- _What to produce_:
The response has to reproduce all entries exactly while excluding their pictures.
*** Opening of Provided records ***
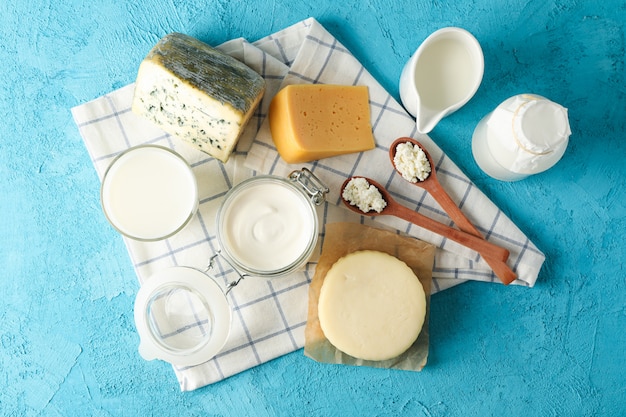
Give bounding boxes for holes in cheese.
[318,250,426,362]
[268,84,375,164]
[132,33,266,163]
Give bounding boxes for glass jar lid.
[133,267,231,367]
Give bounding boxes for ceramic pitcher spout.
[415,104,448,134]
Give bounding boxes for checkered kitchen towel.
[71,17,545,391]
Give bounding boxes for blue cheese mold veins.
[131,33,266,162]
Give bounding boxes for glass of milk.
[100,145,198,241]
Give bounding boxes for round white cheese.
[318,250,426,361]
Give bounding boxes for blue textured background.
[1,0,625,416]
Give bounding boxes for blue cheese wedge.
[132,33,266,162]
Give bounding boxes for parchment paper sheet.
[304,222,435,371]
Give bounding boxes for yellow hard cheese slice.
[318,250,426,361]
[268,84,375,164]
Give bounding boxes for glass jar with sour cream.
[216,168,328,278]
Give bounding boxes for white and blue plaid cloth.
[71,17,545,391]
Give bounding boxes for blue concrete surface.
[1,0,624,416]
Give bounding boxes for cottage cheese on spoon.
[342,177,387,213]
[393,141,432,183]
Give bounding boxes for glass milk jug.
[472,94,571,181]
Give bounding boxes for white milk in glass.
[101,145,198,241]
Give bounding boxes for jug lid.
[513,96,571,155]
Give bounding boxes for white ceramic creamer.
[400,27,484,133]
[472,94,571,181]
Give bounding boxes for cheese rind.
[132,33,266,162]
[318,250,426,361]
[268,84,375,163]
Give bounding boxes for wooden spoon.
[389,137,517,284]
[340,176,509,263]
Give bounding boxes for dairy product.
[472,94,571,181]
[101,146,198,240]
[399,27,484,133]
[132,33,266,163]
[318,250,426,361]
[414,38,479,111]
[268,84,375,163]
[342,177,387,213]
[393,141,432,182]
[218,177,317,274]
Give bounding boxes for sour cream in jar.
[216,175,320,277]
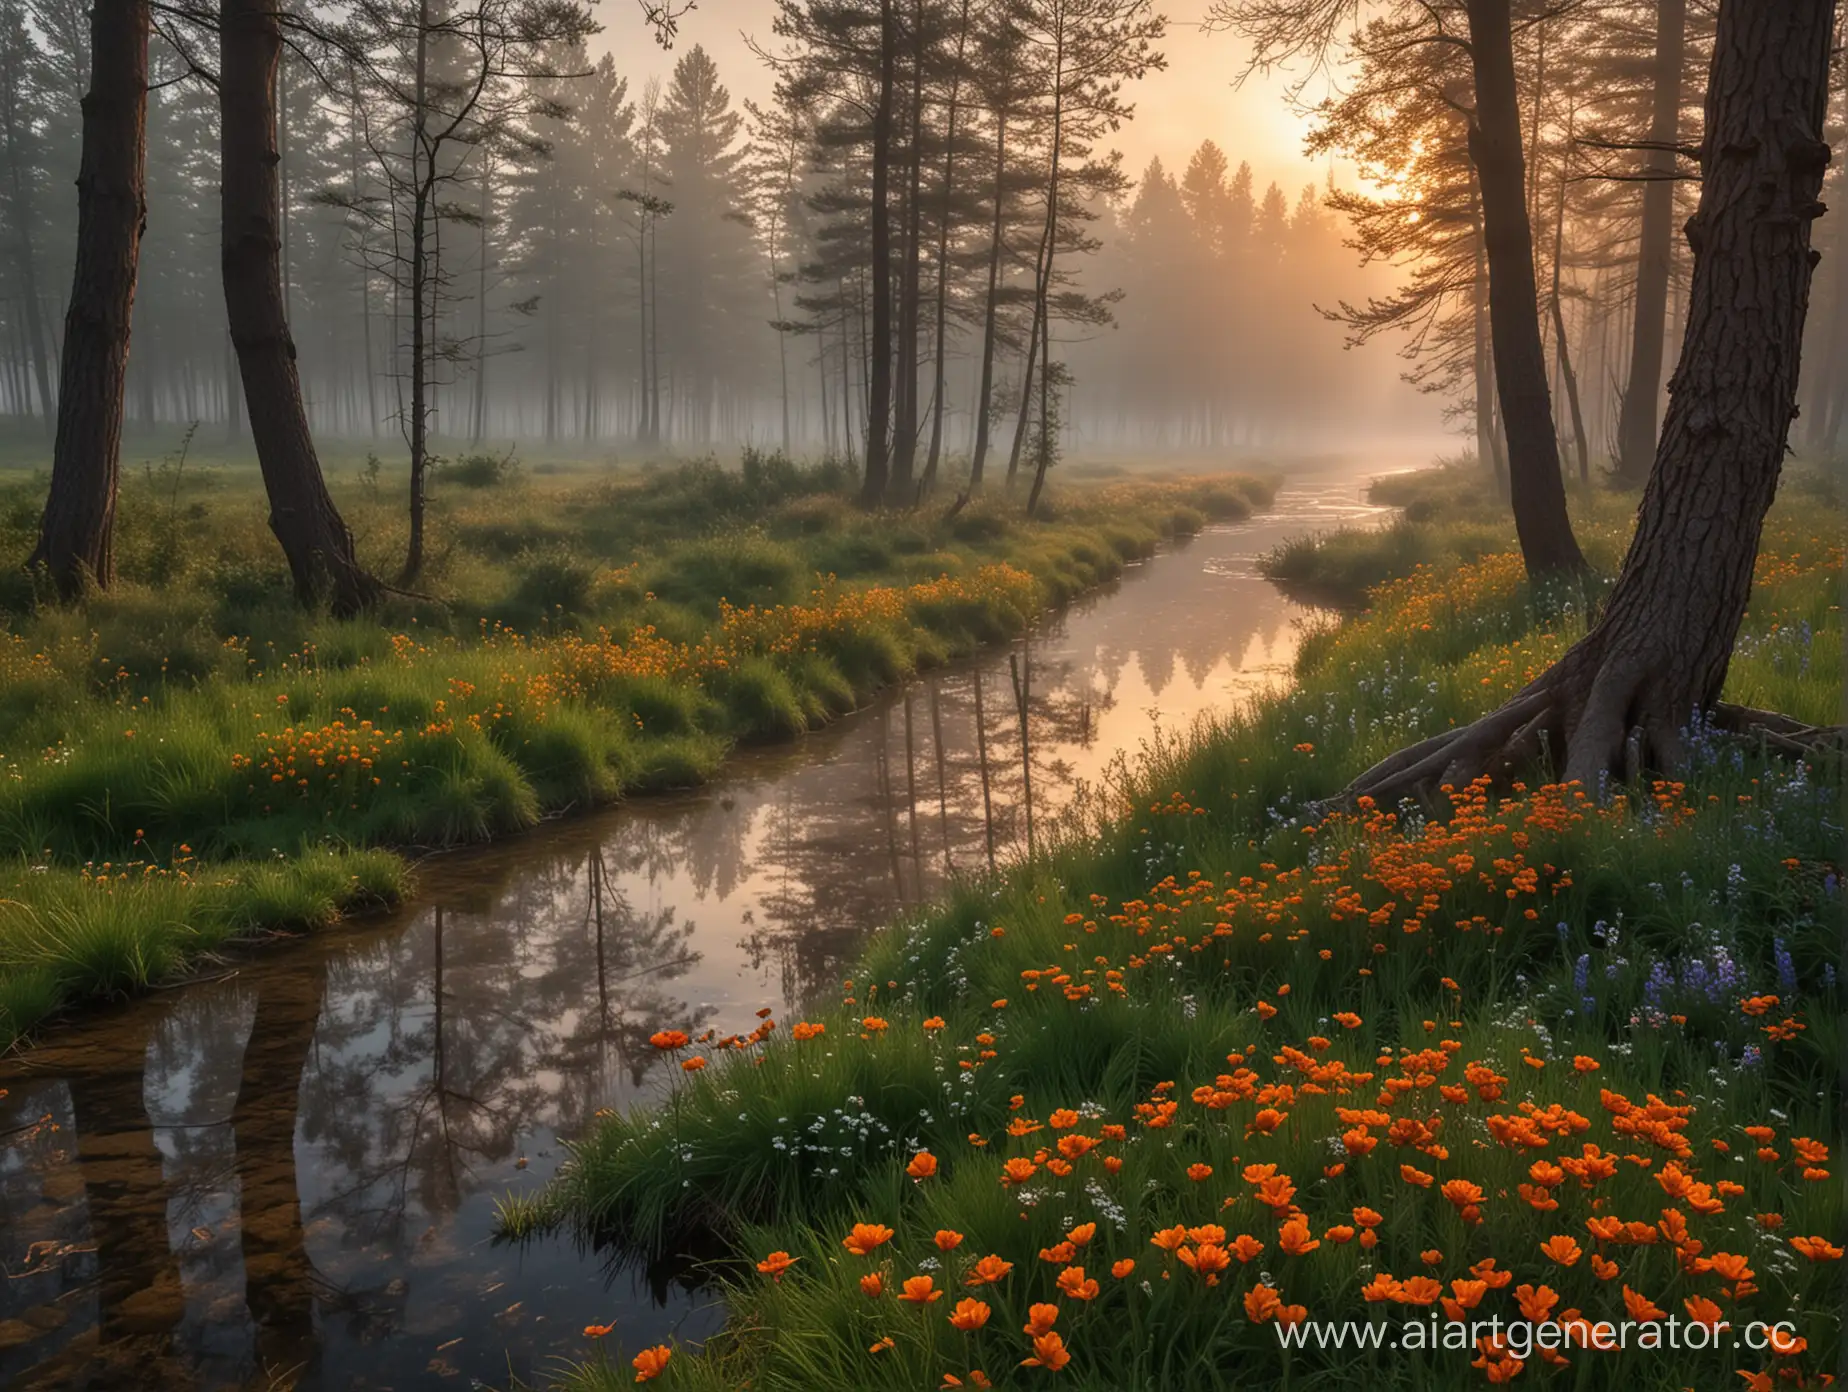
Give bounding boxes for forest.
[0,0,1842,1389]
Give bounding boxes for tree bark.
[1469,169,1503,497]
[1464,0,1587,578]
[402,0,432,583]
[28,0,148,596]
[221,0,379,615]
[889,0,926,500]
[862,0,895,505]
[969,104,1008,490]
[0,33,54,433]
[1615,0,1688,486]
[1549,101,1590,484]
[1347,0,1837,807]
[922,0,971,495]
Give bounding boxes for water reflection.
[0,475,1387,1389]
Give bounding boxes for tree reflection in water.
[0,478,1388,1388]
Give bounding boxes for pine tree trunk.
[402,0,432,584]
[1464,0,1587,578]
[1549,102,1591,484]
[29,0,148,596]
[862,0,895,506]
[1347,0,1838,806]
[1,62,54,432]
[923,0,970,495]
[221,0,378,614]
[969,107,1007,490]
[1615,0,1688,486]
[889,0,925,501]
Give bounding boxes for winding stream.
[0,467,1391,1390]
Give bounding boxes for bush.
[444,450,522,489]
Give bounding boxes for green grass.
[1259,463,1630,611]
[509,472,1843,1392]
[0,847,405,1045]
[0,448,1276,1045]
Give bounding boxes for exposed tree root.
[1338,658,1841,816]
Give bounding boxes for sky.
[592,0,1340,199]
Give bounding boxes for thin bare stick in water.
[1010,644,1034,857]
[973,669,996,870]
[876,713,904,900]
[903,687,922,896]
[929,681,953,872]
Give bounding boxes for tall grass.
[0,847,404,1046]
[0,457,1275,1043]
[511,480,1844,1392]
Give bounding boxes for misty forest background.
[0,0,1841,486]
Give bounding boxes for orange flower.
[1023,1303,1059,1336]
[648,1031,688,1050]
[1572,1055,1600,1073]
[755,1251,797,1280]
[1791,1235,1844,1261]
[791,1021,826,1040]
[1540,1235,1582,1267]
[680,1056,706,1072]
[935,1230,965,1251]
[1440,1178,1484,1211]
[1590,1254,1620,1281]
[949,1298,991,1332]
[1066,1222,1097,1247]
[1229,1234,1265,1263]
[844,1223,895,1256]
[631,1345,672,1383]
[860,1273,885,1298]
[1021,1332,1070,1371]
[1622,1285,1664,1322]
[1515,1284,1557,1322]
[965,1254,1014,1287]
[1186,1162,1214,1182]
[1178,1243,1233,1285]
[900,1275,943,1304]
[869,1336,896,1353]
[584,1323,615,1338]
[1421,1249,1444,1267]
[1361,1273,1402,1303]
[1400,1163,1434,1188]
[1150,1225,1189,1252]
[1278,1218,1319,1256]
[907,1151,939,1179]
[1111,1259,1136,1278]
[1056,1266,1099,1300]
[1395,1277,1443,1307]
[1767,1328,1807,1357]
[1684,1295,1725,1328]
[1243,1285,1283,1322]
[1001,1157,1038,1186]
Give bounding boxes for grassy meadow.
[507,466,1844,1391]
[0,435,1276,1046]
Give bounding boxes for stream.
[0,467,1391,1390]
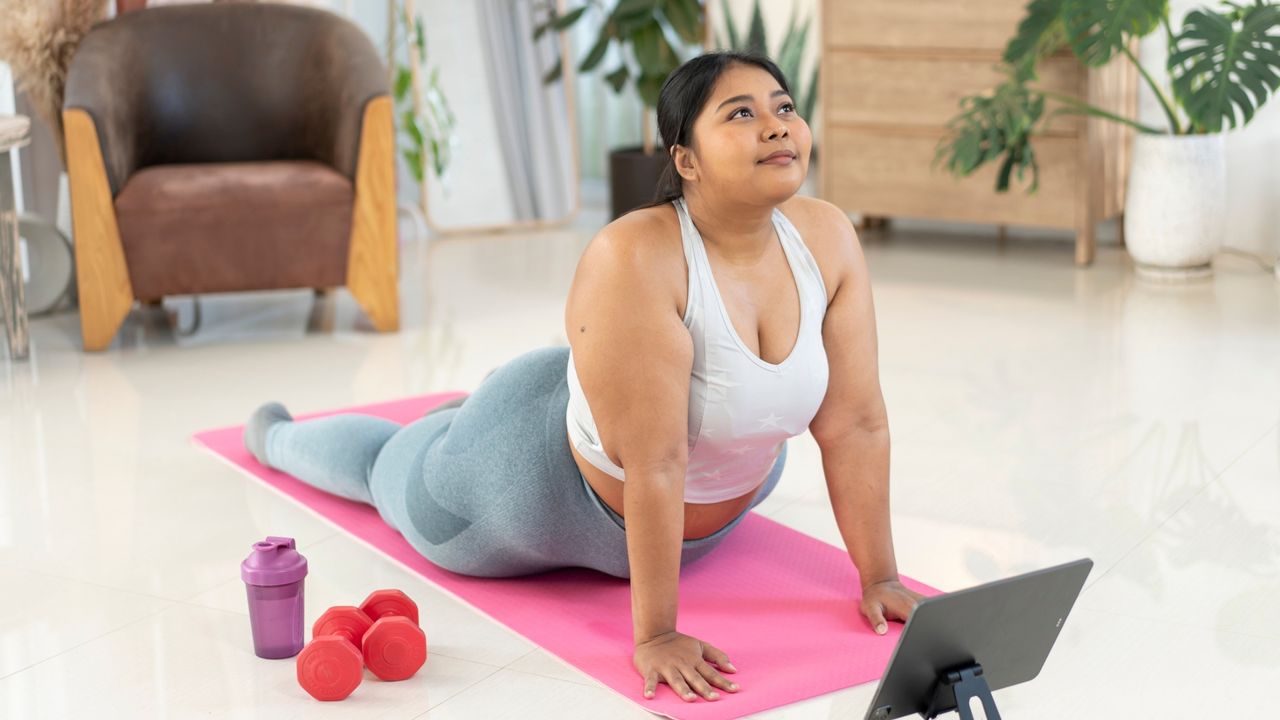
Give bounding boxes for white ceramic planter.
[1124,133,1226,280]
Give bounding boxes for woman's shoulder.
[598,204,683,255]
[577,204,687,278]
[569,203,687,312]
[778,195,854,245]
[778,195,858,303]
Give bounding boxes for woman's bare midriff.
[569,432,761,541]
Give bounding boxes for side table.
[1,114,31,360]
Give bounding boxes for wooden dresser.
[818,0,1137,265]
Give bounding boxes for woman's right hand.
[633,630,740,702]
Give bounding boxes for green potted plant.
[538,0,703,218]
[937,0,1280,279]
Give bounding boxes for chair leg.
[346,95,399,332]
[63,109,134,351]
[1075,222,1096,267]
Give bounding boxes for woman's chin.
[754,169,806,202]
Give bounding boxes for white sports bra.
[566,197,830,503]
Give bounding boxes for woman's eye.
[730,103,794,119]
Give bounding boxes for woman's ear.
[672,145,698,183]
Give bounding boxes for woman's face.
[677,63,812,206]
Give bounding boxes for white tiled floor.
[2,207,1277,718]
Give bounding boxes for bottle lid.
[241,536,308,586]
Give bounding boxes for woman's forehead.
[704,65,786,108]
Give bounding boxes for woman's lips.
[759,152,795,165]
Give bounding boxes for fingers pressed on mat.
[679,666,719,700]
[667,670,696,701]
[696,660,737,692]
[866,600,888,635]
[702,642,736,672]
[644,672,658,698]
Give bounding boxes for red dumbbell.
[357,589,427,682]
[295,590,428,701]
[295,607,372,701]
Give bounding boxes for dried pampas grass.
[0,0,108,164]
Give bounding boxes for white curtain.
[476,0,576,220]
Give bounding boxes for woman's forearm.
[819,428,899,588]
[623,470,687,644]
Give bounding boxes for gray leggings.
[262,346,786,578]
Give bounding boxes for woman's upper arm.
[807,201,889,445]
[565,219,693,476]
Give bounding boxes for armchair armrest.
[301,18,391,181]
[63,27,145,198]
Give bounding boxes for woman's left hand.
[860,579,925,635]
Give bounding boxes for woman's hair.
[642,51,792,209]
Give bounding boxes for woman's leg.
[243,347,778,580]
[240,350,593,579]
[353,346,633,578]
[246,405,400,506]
*** Close of Provided records ***
- _Completed exercise_:
Give bounding boxes for holes in cheese.
[318,250,426,362]
[268,84,375,164]
[132,33,266,163]
Give bounding boxes for glass jar lid.
[133,267,231,367]
Give bounding boxes for ceramic pitcher spout.
[415,104,448,134]
Give bounding boxes for checkered kitchen towel.
[71,17,545,391]
Give bounding boxes for blue cheese mold veins.
[131,33,266,162]
Give bounding boxes for glass of milk.
[100,145,198,241]
Give bounding boxes for round white cheese.
[318,250,426,361]
Give bounding boxes for blue textured background.
[1,0,625,416]
Give bounding boxes for blue cheese wedge.
[132,33,266,162]
Give bounding boxes for parchment paper sheet.
[304,222,435,371]
Give bounding boxes for yellow hard cheese slice.
[318,250,426,361]
[268,84,375,164]
Give bounding boxes for glass jar with sour cream.
[216,168,328,278]
Give bounding boxes for white and blue plaid cloth.
[71,17,545,391]
Give bounding boxes for blue concrete surface.
[1,0,624,416]
Give bounding boxes for cottage cheese on spoon.
[342,177,387,213]
[393,141,432,183]
Give bounding boxes for glass milk jug.
[472,94,571,181]
Give bounding boxes for white milk in glass.
[101,145,198,241]
Give bounding boxes for jug lid.
[513,96,571,155]
Give bounding boxes for white ceramic creamer.
[400,27,484,133]
[472,94,571,181]
Give bounding boxes for cheese rind.
[132,33,266,162]
[318,250,426,361]
[268,84,375,163]
Give bounding boxes for wooden spoon.
[389,137,517,284]
[340,176,509,263]
Give bounding boxes for dairy product.
[472,94,571,181]
[101,146,198,240]
[399,27,484,133]
[132,33,266,163]
[318,250,426,361]
[414,38,479,111]
[268,84,375,163]
[342,177,387,213]
[393,141,432,182]
[218,177,317,274]
Give bounding boxes for sour cream in jar.
[216,175,320,277]
Give bounding boxes for forest.
[0,0,1842,1389]
Give bounding boxes for tree bark.
[1469,169,1503,497]
[1464,0,1587,578]
[402,0,432,583]
[28,0,148,596]
[221,0,379,615]
[889,0,926,500]
[862,0,895,505]
[969,104,1008,490]
[0,33,54,433]
[1615,0,1688,486]
[1549,101,1590,484]
[1347,0,1837,807]
[922,0,971,495]
Give bounding boxes for water reflection.
[0,475,1387,1389]
Give bounding boxes for tree reflection in water.
[0,478,1388,1388]
Give bounding boxes for pine tree trunk.
[402,0,432,584]
[1464,0,1587,578]
[1549,102,1591,484]
[29,0,148,596]
[862,0,895,506]
[1347,0,1838,806]
[1,62,54,432]
[923,0,970,495]
[221,0,378,614]
[969,107,1007,490]
[1615,0,1688,486]
[889,0,925,501]
Give bounding boxes for winding stream.
[0,467,1391,1390]
Give bounding boxes for bush.
[444,450,522,489]
Give bounding boxes for green grass.
[1259,463,1630,611]
[509,472,1843,1392]
[0,847,405,1045]
[0,448,1276,1045]
Give bounding boxes for exposed tree root.
[1338,658,1841,816]
Give bounding boxes for sky.
[592,0,1340,199]
Give bounding boxes for thin bare stick in water.
[1010,644,1034,857]
[973,669,996,870]
[876,713,904,900]
[903,687,922,896]
[929,681,953,872]
Give bounding boxes for tall grass.
[0,847,404,1046]
[0,457,1275,1043]
[511,480,1844,1392]
Give bounding boxes for misty forest background.
[0,0,1841,486]
Give bounding boxes for orange flower.
[1023,1303,1059,1336]
[648,1031,688,1050]
[1572,1055,1600,1073]
[755,1251,797,1280]
[1791,1235,1844,1261]
[791,1021,826,1040]
[1540,1235,1582,1267]
[680,1056,706,1072]
[935,1230,965,1251]
[1440,1178,1484,1211]
[1590,1254,1620,1281]
[949,1298,991,1332]
[1066,1222,1097,1247]
[1229,1234,1265,1263]
[844,1223,895,1256]
[631,1345,672,1383]
[860,1273,885,1298]
[1021,1332,1070,1371]
[1622,1285,1664,1322]
[1515,1284,1557,1322]
[965,1254,1014,1287]
[1186,1162,1214,1182]
[1178,1243,1233,1285]
[900,1275,943,1304]
[869,1336,896,1353]
[584,1323,615,1338]
[1421,1249,1444,1267]
[1361,1273,1402,1303]
[1400,1163,1434,1188]
[1150,1225,1189,1252]
[1278,1218,1319,1256]
[907,1151,939,1179]
[1111,1259,1136,1278]
[1056,1266,1099,1300]
[1395,1277,1443,1307]
[1767,1328,1807,1357]
[1684,1295,1725,1328]
[1243,1285,1283,1322]
[1001,1157,1038,1186]
Give bounding boxes for grassy meadow.
[507,466,1844,1391]
[0,435,1276,1046]
Give bounding boxes for stream.
[0,467,1391,1390]
Give bounding boxes for white ceramic planter.
[1124,133,1226,280]
Give bounding boxes for woman's shoulder.
[598,204,683,255]
[577,204,687,278]
[569,203,687,312]
[778,195,854,245]
[778,195,858,303]
Give bounding boxes for woman's bare midriff.
[569,432,761,541]
Give bounding boxes for side table.
[1,114,31,360]
Give bounding boxes for wooden dresser.
[818,0,1137,265]
Give bounding boxes for woman's right hand.
[633,630,740,702]
Give bounding boxes for green potted plant.
[538,0,703,218]
[937,0,1280,279]
Give bounding boxes for chair leg.
[346,95,399,332]
[63,109,134,351]
[1075,222,1096,267]
Give bounding boxes for woman's chin.
[754,169,806,202]
Give bounding boxes for white sports bra.
[566,197,830,503]
Give bounding boxes for woman's eye.
[730,103,794,119]
Give bounding boxes for woman's ear.
[672,145,698,183]
Give bounding boxes for woman's face.
[677,63,812,206]
Give bounding boxes for white tiled floor.
[2,207,1277,718]
Give bounding boxes for bottle lid.
[241,536,308,586]
Give bounding boxes for woman's forehead.
[704,65,786,108]
Give bounding boxes for woman's lips.
[759,152,795,165]
Give bounding boxes for fingers pressed on mat.
[679,666,719,700]
[667,670,696,701]
[696,660,737,692]
[866,600,888,635]
[702,642,736,672]
[644,672,658,698]
Give bounding boxes for red dumbbell.
[357,589,427,682]
[295,590,428,701]
[295,607,372,701]
Give bounding boxes for dried pampas grass.
[0,0,108,164]
Give bounding boxes for white curtain.
[476,0,576,220]
Give bounding boxes for woman's forearm.
[819,428,899,588]
[623,470,687,644]
Give bounding boxes for gray leggings.
[262,346,786,578]
Give bounding boxes for woman's upper arm.
[807,201,889,445]
[565,219,693,476]
Give bounding boxes for armchair armrest.
[301,18,391,181]
[63,27,145,198]
Give bounding boxes for woman's left hand.
[860,579,925,635]
Give bounding boxes for woman's hair.
[642,51,792,209]
Give bounding boxes for woman's leg.
[243,347,778,580]
[240,350,593,579]
[353,346,633,578]
[246,405,400,506]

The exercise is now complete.